* _WHAT YOU NEED TO DO_:
Output every line of the entries from the line containing "the white bedding" through the last, exactly, with no other content.
*** Block opens ***
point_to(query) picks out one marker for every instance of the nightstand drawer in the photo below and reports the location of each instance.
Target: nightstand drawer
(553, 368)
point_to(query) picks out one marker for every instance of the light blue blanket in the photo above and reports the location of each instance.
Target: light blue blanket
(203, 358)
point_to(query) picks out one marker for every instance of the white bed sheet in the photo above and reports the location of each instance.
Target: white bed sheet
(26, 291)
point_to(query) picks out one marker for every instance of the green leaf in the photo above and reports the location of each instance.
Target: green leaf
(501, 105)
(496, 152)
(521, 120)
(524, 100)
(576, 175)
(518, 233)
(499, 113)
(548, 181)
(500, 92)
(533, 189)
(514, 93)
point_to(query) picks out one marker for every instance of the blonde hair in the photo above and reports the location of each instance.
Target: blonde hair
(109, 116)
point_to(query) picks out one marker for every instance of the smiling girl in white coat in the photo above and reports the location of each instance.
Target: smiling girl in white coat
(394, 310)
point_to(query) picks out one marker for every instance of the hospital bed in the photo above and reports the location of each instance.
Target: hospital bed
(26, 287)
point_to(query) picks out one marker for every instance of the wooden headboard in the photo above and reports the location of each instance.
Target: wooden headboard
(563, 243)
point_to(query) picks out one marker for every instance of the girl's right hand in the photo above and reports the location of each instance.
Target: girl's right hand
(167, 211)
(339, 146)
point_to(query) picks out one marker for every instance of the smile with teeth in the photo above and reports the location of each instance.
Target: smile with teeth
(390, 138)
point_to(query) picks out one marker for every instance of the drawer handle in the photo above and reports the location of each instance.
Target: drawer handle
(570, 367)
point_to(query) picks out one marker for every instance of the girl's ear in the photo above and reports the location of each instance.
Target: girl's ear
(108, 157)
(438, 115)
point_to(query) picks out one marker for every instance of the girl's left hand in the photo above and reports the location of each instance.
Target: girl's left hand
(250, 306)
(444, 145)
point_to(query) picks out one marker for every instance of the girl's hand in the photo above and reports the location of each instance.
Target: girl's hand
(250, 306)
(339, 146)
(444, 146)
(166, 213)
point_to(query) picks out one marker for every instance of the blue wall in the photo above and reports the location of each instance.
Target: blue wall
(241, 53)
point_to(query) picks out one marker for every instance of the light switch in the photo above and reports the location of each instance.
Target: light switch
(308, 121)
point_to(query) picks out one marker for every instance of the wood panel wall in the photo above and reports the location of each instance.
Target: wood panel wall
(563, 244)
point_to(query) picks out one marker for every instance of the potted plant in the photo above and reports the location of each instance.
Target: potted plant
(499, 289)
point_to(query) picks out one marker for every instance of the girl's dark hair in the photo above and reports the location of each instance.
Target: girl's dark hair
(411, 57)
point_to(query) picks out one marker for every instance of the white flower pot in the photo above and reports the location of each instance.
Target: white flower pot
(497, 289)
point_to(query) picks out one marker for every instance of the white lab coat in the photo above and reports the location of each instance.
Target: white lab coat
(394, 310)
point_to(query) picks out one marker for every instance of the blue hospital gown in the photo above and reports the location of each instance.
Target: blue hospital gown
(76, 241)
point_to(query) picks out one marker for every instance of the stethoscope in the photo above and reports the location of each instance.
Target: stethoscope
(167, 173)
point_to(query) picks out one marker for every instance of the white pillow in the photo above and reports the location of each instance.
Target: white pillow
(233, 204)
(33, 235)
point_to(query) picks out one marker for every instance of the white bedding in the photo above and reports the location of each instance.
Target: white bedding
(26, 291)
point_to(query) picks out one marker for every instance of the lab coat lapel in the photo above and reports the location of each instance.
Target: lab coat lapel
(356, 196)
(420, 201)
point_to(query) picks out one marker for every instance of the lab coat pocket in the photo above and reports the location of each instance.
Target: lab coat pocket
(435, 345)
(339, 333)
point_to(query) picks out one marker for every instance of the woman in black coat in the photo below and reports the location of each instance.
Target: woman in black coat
*** Block closes ***
* _TASK OUTPUT_:
point_to(query) picks out one marker for every instance of the white bedding in the photo above and reports the location of each instance.
Target: white bedding
(26, 291)
point_to(query) picks out one marker for every instance of the lab coat lapel in the photo above and reports the location of each instance.
Target: lab coat lapel
(356, 196)
(420, 201)
point_to(query) picks out one marker for every instance of the lab coat pocket in the photo above and reports the location of each instance.
Target: lab coat pocket
(435, 345)
(339, 333)
point_to(query) picks out one marker for every instance of the woman in black coat in the photo below and reports the location of each instance.
Target: woman in black coat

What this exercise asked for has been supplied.